» ACTION ITEM: Write each entry down again precisely, skipping nothing.

» RECORD SET:

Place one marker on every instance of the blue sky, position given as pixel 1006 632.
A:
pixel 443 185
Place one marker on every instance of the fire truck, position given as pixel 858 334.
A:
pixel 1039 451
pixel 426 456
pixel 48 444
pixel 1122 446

» EXERCISE ANSWER:
Place one marker on every instance of the blue sky, position given as pixel 1006 632.
A:
pixel 443 185
Place one marker on every instance of the fire truck, position given as pixel 858 334.
A:
pixel 1039 451
pixel 426 456
pixel 48 444
pixel 1122 446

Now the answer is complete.